_TASK PROMPT:_ The answer must be every record below, repeated exactly.

_Stored data:_
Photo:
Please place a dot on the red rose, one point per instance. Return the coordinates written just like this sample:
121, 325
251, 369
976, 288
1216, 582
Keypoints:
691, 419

_RESPONSE:_
Photo:
Please place a dot on the red rose, one point per instance. Return the coordinates written just like this sample:
121, 325
251, 369
976, 288
1216, 582
Keypoints:
691, 419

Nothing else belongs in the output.